(Dataset items)
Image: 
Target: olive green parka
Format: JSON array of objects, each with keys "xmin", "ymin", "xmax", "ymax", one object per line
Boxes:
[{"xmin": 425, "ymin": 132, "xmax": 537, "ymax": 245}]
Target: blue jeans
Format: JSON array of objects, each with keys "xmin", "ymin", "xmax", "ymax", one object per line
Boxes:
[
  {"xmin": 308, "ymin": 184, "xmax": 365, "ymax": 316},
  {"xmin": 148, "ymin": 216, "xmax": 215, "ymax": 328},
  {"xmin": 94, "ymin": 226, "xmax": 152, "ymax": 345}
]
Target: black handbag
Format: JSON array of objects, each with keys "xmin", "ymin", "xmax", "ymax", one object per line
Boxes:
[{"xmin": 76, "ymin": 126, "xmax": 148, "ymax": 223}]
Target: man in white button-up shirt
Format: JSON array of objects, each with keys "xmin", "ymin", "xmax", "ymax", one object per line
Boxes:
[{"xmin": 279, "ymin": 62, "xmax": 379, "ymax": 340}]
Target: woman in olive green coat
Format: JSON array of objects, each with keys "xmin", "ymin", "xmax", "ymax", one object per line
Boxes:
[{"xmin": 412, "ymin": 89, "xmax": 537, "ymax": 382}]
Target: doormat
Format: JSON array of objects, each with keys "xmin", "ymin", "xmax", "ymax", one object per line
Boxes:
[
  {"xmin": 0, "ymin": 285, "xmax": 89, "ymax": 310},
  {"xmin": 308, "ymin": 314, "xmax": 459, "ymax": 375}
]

### PROBLEM TO SOLVE:
Show every line of the listing that contains the word "green". Case counts.

### RESULT BELOW:
Target: olive green parka
Target: woman in olive green coat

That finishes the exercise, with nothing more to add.